» **TASK GOAL**:
Count the lines below that contain the word "berry". Give only the number.

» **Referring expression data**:
# # # #
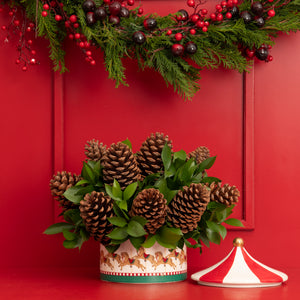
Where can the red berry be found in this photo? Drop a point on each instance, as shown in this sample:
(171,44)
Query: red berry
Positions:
(192,31)
(219,17)
(58,18)
(178,36)
(73,18)
(130,2)
(204,12)
(191,3)
(199,24)
(213,16)
(228,15)
(271,13)
(195,18)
# # # #
» **EXERCISE ANSWER**:
2